▶ [SUPPLIED MATERIAL]
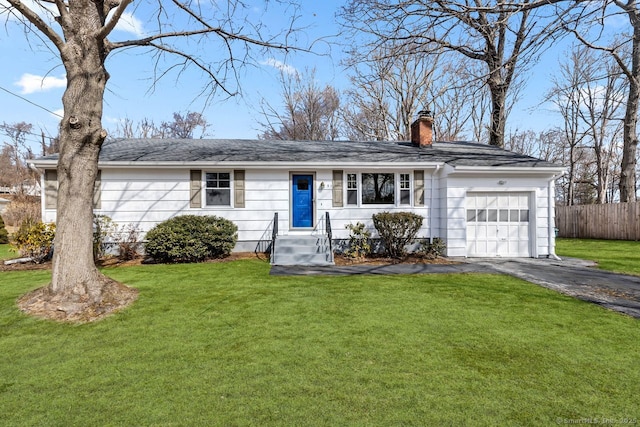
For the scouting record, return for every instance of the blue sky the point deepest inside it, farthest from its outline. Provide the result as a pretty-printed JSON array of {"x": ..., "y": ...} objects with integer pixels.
[{"x": 31, "y": 71}]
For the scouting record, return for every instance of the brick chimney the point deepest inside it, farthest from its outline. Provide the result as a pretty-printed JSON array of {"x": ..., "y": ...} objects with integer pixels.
[{"x": 422, "y": 129}]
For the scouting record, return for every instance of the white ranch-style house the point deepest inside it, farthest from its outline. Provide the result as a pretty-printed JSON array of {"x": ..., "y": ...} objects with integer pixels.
[{"x": 482, "y": 201}]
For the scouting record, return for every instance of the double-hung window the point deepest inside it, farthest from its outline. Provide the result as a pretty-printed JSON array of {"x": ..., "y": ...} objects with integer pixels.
[
  {"x": 405, "y": 189},
  {"x": 378, "y": 188},
  {"x": 218, "y": 189}
]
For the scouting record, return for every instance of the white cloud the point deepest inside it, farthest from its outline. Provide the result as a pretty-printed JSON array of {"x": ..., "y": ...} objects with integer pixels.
[
  {"x": 279, "y": 65},
  {"x": 130, "y": 24},
  {"x": 30, "y": 83}
]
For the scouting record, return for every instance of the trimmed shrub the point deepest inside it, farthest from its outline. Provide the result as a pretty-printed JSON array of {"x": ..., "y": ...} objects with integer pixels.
[
  {"x": 128, "y": 242},
  {"x": 433, "y": 249},
  {"x": 397, "y": 230},
  {"x": 103, "y": 230},
  {"x": 34, "y": 240},
  {"x": 359, "y": 245},
  {"x": 4, "y": 234},
  {"x": 191, "y": 238}
]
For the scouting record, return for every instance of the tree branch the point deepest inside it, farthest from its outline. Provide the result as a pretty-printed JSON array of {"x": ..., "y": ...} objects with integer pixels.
[
  {"x": 111, "y": 24},
  {"x": 33, "y": 17}
]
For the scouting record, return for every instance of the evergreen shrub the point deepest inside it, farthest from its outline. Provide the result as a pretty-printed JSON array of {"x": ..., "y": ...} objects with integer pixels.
[
  {"x": 397, "y": 230},
  {"x": 191, "y": 238}
]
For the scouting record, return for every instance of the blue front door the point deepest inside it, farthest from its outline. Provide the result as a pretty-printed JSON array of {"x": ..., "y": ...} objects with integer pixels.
[{"x": 302, "y": 200}]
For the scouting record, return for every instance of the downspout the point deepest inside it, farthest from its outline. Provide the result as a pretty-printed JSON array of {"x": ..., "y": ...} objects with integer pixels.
[
  {"x": 551, "y": 216},
  {"x": 431, "y": 213},
  {"x": 42, "y": 195}
]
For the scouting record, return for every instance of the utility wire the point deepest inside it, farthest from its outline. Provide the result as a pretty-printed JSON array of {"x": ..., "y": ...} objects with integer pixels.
[
  {"x": 39, "y": 135},
  {"x": 30, "y": 102}
]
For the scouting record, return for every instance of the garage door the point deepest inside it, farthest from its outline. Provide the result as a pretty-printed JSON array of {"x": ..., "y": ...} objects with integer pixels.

▶ [WORK ORDER] Once more, give the listing above exactly, leaving each picture out.

▶ [TASK RESULT]
For the scouting record, return for every instance of the blue sky the point deepest inside it, farthest from its outline. Provide the result as a pretty-printed JSON array of {"x": ..., "y": ...} objects with integer pixels.
[{"x": 31, "y": 71}]
For the scouting record, return for every instance of the brick chimney the point deepest inside it, farthest from its outline. Provide the result as a pretty-printed JSON array of {"x": ..., "y": ...} objects with integer pixels.
[{"x": 422, "y": 129}]
For the scouting record, return for every instance of the white ranch-style house the point deepest inside it, farthest from its outline. Provide the result as a pretty-printed JSON array of {"x": ..., "y": ...} objects with integer pixels.
[{"x": 482, "y": 201}]
For the scouting record, return for every instance of the double-hung window the point deepest inside it, farthest from its outline. Provide the result as a pretty-printed JSON array of {"x": ..., "y": ...} objects with integer pixels.
[
  {"x": 405, "y": 189},
  {"x": 378, "y": 188},
  {"x": 218, "y": 189}
]
For the scouting record, return for every instance of the white cloud the point deepest inside it, farthest from its outline. Provide the result as a pretty-printed JSON array of {"x": ..., "y": ...} objects with integer pixels.
[
  {"x": 279, "y": 65},
  {"x": 130, "y": 24},
  {"x": 30, "y": 83}
]
For the scouting record, return for every instance of the trimmed shrub the point deepest inside it, farthest from its outline. Provide the result as a pretty-printed JSON array of {"x": ..., "y": ...} objects with integer pixels.
[
  {"x": 128, "y": 242},
  {"x": 433, "y": 249},
  {"x": 397, "y": 230},
  {"x": 103, "y": 230},
  {"x": 34, "y": 240},
  {"x": 359, "y": 245},
  {"x": 4, "y": 234},
  {"x": 191, "y": 238}
]
For the scouting record, return for every instance of the tree branch the point deepest inside it, farthest from its outline. Provide the result as a pretty-printed JSON array of {"x": ..., "y": ...} objects with integer pixels.
[
  {"x": 111, "y": 24},
  {"x": 33, "y": 17}
]
For the scouting record, return for every instance of the evergreen shrub the point deepest inside it, farthest from its outline. Provide the result as a pretty-printed JSON array of {"x": ..., "y": ...} objects with integer pixels.
[
  {"x": 397, "y": 230},
  {"x": 191, "y": 238}
]
For the scouting record, return for every instance of the blue front door the point deepest inside it, farthest from its outline. Provide the result as a pretty-printed JSON array of {"x": ..., "y": ...} objects with integer pixels.
[{"x": 302, "y": 200}]
For the scouting record, return for every instance of the downspout the point deepest inside it, farthest from its outline. Provide the result as a pretty-printed JSON array of {"x": ..., "y": ...} objects with integer pixels.
[
  {"x": 551, "y": 216},
  {"x": 431, "y": 213},
  {"x": 42, "y": 195}
]
For the scouting record, return for every instance of the utility wire the point deepest inside it, farthest from its outline. Provide the result as a pretty-printed JSON array of {"x": ..., "y": ...} objects with integer pixels.
[
  {"x": 39, "y": 135},
  {"x": 30, "y": 102}
]
For the scouting record, return for every instance of the garage door the point deepest inside it, farthest from its outline. Provide the result as a pretty-printed JSON array of {"x": ..., "y": ...} objects with integer pixels.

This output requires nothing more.